• [What is expected] Recast the records below as a Markdown table with two columns, Row and Line, giving each line its own numbered row and omitting any blank lines.

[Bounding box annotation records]
******

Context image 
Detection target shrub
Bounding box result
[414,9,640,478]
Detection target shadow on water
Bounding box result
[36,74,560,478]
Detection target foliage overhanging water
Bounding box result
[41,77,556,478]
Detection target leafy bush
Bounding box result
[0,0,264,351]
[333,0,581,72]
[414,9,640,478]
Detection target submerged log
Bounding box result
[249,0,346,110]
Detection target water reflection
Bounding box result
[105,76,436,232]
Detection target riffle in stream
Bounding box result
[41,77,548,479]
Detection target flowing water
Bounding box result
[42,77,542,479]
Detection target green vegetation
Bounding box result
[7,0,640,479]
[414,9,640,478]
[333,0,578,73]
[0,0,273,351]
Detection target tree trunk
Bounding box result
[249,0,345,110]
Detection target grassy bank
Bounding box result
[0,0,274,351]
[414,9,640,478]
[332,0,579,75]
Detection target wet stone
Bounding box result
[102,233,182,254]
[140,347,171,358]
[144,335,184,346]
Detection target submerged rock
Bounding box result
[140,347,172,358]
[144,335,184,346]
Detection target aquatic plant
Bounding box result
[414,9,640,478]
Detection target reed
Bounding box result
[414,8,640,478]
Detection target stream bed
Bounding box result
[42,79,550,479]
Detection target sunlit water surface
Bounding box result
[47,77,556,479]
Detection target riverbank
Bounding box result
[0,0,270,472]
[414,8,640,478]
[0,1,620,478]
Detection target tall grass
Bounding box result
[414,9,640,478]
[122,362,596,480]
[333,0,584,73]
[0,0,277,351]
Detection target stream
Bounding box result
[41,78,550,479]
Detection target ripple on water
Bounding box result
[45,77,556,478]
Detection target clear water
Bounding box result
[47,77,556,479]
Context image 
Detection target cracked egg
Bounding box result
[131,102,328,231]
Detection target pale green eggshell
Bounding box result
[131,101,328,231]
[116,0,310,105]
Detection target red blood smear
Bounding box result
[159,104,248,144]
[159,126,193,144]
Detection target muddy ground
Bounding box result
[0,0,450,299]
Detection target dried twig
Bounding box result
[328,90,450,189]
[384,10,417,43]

******

• [Output of the exercise]
| Row | Line |
|---|---|
| 1 | Context image  |
| 2 | Detection target shrub |
| 3 | Bounding box result |
| 4 | [414,9,640,478] |
| 5 | Detection target shadow on water |
| 6 | Bounding box result |
| 7 | [36,74,560,478] |
| 8 | Detection target foliage overhanging water |
| 9 | Bounding box result |
| 10 | [41,77,556,478] |
| 11 | Detection target leafy bush |
| 12 | Bounding box result |
| 13 | [0,0,264,351] |
| 14 | [333,0,581,72] |
| 15 | [414,9,640,478] |
| 16 | Detection target submerged log |
| 17 | Bounding box result |
| 18 | [249,0,346,110] |
| 19 | Detection target water reflection |
| 20 | Bounding box result |
| 21 | [105,76,436,232] |
| 22 | Detection target riffle in stream |
| 23 | Bounding box result |
| 24 | [41,77,548,479] |
| 25 | Detection target flowing water |
| 26 | Bounding box result |
| 27 | [42,77,542,479] |
| 28 | Detection target green vegetation |
| 29 | Bounding box result |
| 30 | [7,0,640,479] |
| 31 | [414,9,640,478] |
| 32 | [333,0,578,73] |
| 33 | [0,0,273,351] |
| 34 | Detection target tree trunk |
| 35 | Bounding box result |
| 36 | [249,0,345,110] |
| 37 | Detection target grassy bank |
| 38 | Bounding box result |
| 39 | [0,0,274,351] |
| 40 | [414,9,640,478] |
| 41 | [332,0,579,75] |
| 42 | Detection target wet stone |
| 43 | Bounding box result |
| 44 | [102,233,182,254] |
| 45 | [140,347,171,358] |
| 46 | [144,335,184,346] |
| 47 | Detection target submerged rock |
| 48 | Bounding box result |
| 49 | [140,347,172,358] |
| 50 | [144,335,184,346] |
| 51 | Detection target aquatic plant |
| 52 | Bounding box result |
| 53 | [414,9,640,478] |
| 54 | Detection target reed |
| 55 | Bounding box result |
| 56 | [414,8,640,478] |
| 57 | Detection target stream bed |
| 58 | Bounding box result |
| 59 | [42,79,550,479] |
| 60 | Detection target sunlit water surface |
| 61 | Bounding box result |
| 62 | [47,77,556,479] |
| 63 | Detection target riverbank |
| 64 | Bounding box result |
| 65 | [0,0,270,472] |
| 66 | [414,8,640,478] |
| 67 | [0,1,620,478] |
| 68 | Detection target tall grass |
| 69 | Bounding box result |
| 70 | [414,9,640,478] |
| 71 | [122,362,596,480] |
| 72 | [333,0,584,73] |
| 73 | [0,0,277,351] |
| 74 | Detection target stream |
| 75 | Bounding box result |
| 76 | [41,78,550,479] |
| 77 | Detection target ripple on water |
| 78 | Bounding box result |
| 79 | [45,77,556,478] |
| 80 | Detection target clear water |
| 81 | Bounding box result |
| 82 | [47,77,556,479] |
| 83 | Context image  |
| 84 | Detection target cracked egg |
| 85 | Bounding box result |
| 86 | [131,102,328,231] |
| 87 | Detection target pale green eggshell |
| 88 | Bounding box result |
| 89 | [131,101,328,231] |
| 90 | [116,0,310,105] |
| 91 | Detection target red blood smear |
| 92 | Bounding box result |
| 93 | [159,104,248,144] |
| 94 | [159,126,193,144] |
| 95 | Detection target muddy ground |
| 96 | Bounding box result |
| 97 | [0,0,450,299] |
| 98 | Detection target dried twig |
| 99 | Bounding box result |
| 100 | [328,90,450,189] |
| 101 | [384,10,417,43] |